======== Источник ========

Едва вышел я на дорогу, как справа, на расстоянии полуверсты, близ леса, показались пять неприятельских всадников; они направлялись ко мне, держа винтовки наголо. Быстро вскочив на коня и не успев даже отвязать от седла нагайки, я поскакал во весь карьер по просеке в отряд, предполагая нагнать колонну. Всадники помчались наперерез мне; однако я успел опередить их на полуружейный выстрел. Преследуя меня, они девятым выстрелом ранили моего коня в ляжку задней правой ноги. Конь мой на всем скаку упал, а я бросился бежать влево от дороги в лес, надеясь или нагнать колонну, или скрыться в нем. Не тут-то было: три всадника, бросив коней своих, погнались за мной, по причине густоты кустарника, бежать долго я не мог и, остановившись около довольно толстого дерева, стал защищаться шашкой. После полученной пятой и самой сильной раны в левую руку я, без того уже изнеможенный, должен был уступить в неравном бою шапсугам. Меня тотчас же увезли в аул, вправо от дороги (по дороге я уже не видел моего раненого коня, но впоследствии узнал, что он добрался до колонны. Эскадрон драгун, шедший в арьергарде, заметив двух неприятельских всадников, ловивших коня, поскакал на место происшествия; но я был в это время уже в ауле).
Не доезжая до аула, шапсуги остановились, обыскали меня и, взяв находившиеся при мне в саквояже деньги, просили ломаным русским языком, чтобы я не говорил никому о том, что они обобрали меня.
Шагах в тридцати от аула я был встречен пикетом из трех горцев, которые сидели за толстым деревом.
Когда мы поравнялась с пикетом, двое из пикетных быстро бросились на меня и стащили с коня; один из них схватил меня за руку, другой за шею и так повели через широкий, довольно чистый двор, крича: «Урус, урус!», пока не впихнули меня в первую попавшуюся во дворе саклю.
Почти вслед за мной ворвалась в саклю толпа полунагих мальчишек, тоже кричавших: «Урус, урус!». Я сел на пол у стены, поддерживая раненую левую руку. Вскоре потом пришел старик и знаком велел мне следовать за собой. Во дворе, в противоположной части от сакли, под двумя деревьями сидело много вооруженных шапсугов. По приходе нашему все они быстро поднялись, уступая место старику (горцы, завидя старика (исключая байгуша – бедного), все встают со своих мест и не садятся до тех пор, пока не сядет старик). Старик сел на хазыр (ковер, сплетенный из камыша), посадив возле себя и меня; вслед за тем уселась и вся поднявшаяся толпа.
Между сидевшими мужчинами и собравшимися тут же женщинами и девушками завязался оживленный разговор. Начался осмотр моих вещей. Принесли шашку, саквояж, вынули из него бумаги, карандаш, сургуч, печать, кремень, трут, огниво, кисет с табаком, папиросную бумагу и спички. Каждая вещь по нескольку раз переходила из рук в руки, была тщательно рассмотрена и потом все уложено в саквояж.
Старик толкнул меня рукой и, указывая на взявших меня в плен шапсугов и на мои карманы, говорил:
– Ахча, ахча (деньги, деньги)!

======== Перечень ========

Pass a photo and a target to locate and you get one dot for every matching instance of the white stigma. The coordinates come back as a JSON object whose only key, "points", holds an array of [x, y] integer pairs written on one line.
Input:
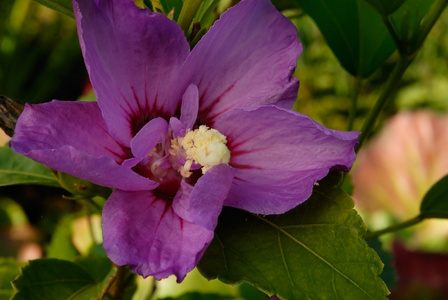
{"points": [[205, 146]]}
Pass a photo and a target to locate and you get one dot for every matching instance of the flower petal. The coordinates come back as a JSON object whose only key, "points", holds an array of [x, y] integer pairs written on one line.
{"points": [[203, 203], [153, 133], [72, 137], [132, 56], [245, 60], [145, 233], [279, 155], [190, 106]]}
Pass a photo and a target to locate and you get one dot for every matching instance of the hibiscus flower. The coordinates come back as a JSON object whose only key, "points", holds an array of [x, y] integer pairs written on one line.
{"points": [[179, 134]]}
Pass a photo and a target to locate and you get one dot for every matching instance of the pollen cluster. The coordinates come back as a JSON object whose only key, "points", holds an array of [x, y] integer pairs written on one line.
{"points": [[205, 146]]}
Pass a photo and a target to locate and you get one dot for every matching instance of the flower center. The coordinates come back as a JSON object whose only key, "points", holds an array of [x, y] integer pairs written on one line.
{"points": [[203, 146]]}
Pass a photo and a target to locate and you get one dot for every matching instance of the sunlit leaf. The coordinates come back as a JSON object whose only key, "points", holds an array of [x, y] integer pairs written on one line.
{"points": [[407, 19], [199, 296], [316, 251], [354, 31], [48, 279], [18, 169], [9, 269], [62, 6], [435, 201]]}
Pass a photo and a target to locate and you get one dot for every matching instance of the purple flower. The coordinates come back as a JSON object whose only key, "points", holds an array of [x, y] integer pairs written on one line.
{"points": [[179, 134]]}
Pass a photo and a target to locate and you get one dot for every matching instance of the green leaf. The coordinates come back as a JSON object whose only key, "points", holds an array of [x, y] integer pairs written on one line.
{"points": [[199, 296], [18, 169], [315, 251], [408, 18], [354, 31], [386, 7], [54, 279], [62, 6], [172, 5], [9, 269], [435, 202], [389, 275]]}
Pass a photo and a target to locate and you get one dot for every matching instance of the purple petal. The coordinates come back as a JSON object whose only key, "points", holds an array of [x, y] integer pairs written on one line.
{"points": [[190, 106], [72, 137], [244, 61], [132, 56], [203, 203], [153, 133], [177, 127], [279, 155], [145, 233]]}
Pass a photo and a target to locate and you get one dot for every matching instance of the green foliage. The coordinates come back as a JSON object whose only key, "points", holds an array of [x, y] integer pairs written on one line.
{"points": [[315, 251], [62, 6], [435, 202], [49, 279], [199, 296], [389, 275], [61, 246], [9, 269], [386, 7], [407, 21], [354, 31], [172, 5], [18, 169]]}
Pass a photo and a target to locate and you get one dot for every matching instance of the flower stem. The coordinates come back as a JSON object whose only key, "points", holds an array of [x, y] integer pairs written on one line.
{"points": [[396, 227], [187, 14], [386, 94]]}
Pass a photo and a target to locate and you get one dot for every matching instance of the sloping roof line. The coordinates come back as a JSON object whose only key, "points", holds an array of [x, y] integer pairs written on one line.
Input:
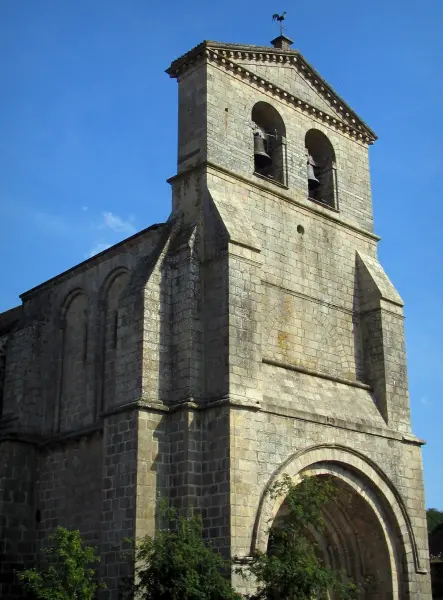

========

> [Что требуется] Пожалуйста, продолжите рассказ о плене у шапсугов, начав сразу после его последней фразы. Эти записи здесь никакой роли не играют.

> [Результат задания]
Трое шапсугов, высунувшись между тем из толпы, смотрели мне прямо в глаза, как бы умоляя не выдать их.
Во все это время мухи целым роем садились на мои раны. Сколько я ни отмахивался, сколько ни прикрывал раны мои оставшимся у меня носовым платком, но, наконец, выйдя из терпения, толкнул сидевшего возле меня старика и показал ему, обводя правой рукой около левой, что надобно перевязать руку. Жестами и словами старик дал мне понять, что просьба моя будет исполнена.
Действительно, не прошло и пяти минут, как все сидевшие встали, стоявшие расступились, и я увидел двух всадников, приехавших на одной лошади верхом. Оба они были вооружены только кинжалами. Косой всадник, сидевший позади, ловко спрыгнул с коня и, прямо подойдя ко мне, сказал:
– Здракуй!
– Здравствуй, – ответил я и прибавил: – Послушай, брат, перевяжи, пожалуйста, чем-нибудь мои раны.
– Якши, якши (хорошо, хорошо)! – И, переговорив немного с присутствующими, уселся возле меня.
В ту же минуту марушки (девицы) засуетились, перебегали из одной сакли в другую, а две из них ушли в близлежащий лес.
– Черкес знай (умеешь ли говорить по-черкесски)? – спрашивал меня косой шапсуг.
Я сделал отрицательный знак головой.
– Турк знай? Араб знай? Енглиз знай (умеешь ли говорить по-турецки, по-арабски и по-английски)? – спрашивал он меня.
Я повторил тот же знак.
– Ияман, ияман (нехорошо)! – произнес он протяжно, приподняв платок и осматривая раны; потом вынул из кармана небольшой складной ножик, тщательно осмотрел его, осторожно отпорол рукав сюртука, а вместе с тем и рукав рубашки.
Запекшаяся кровь замедлила ход операции. Наконец рукав был снят. Свежая кровь полилась из ран.
На зов косого шапсуга марушка поспешно принесла из сакли небольшое корыто, десяток яиц, ложки три свежего коровьего масла, щепоть соли и тряпки.
Почти вслед за ней пришли и уходившие в лес две девушки; они принесли пучок какой-то травы и деревянную ступку. Косой шапсуг разбил яйца, вылил их в деревянную ступку, положил две ложки масла, щепоть соли, половину пучка травы и весь этот состав начал сбивать, что продолжалось около часа. Образовалась желто-зеленая жидкость, которой шапсуг помазал довольно густо длинную, но узкую тряпку и, не смывая крови, забинтовал тряпкой мою руку, не завязав, однако, ни одной раны. Потом, взяв кусочки хлопья и обмакнув их в состав, приготовленный таким же образом, но без соли, он вложил их в раны, перевязал тряпками и подтянул руку мою башлыком.
Во время перевязки косой шапсуг для поддержания сил моих давал мне несколько раз пить воды.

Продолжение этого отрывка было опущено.